--- BEGIN SUPPLIED ENTRIES ---

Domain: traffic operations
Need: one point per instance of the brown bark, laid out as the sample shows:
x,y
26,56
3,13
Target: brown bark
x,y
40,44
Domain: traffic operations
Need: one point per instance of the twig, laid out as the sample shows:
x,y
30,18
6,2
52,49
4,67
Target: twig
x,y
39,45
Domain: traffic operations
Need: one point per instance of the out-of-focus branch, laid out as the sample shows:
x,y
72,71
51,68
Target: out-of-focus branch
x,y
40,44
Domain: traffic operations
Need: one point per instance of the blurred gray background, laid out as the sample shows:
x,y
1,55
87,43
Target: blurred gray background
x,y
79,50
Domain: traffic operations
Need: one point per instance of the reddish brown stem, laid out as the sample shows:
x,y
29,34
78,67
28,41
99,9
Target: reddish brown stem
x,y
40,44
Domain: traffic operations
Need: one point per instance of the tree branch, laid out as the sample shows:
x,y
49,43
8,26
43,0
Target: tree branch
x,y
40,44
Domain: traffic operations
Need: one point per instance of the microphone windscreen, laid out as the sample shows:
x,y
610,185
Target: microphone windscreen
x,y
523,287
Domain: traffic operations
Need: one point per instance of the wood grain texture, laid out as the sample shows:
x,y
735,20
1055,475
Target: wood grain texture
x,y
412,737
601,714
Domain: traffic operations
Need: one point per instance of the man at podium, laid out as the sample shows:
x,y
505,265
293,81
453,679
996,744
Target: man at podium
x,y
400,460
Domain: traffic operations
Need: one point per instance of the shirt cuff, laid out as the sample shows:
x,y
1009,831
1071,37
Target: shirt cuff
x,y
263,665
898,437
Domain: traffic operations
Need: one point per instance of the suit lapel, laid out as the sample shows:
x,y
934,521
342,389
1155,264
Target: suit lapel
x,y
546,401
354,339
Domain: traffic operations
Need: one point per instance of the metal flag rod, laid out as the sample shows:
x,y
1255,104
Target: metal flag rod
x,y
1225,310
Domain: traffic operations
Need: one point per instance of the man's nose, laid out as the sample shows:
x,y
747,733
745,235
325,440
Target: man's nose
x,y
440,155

--- END SUPPLIED ENTRIES ---

WORK TO DO:
Identify every line in the entries above that contains the string "suit", and copy each of those lines. Case counts when matching.

RIGHT ANSWER:
Need: one point per instance of the suit lapel, laid out as the sample shows:
Target: suit lapel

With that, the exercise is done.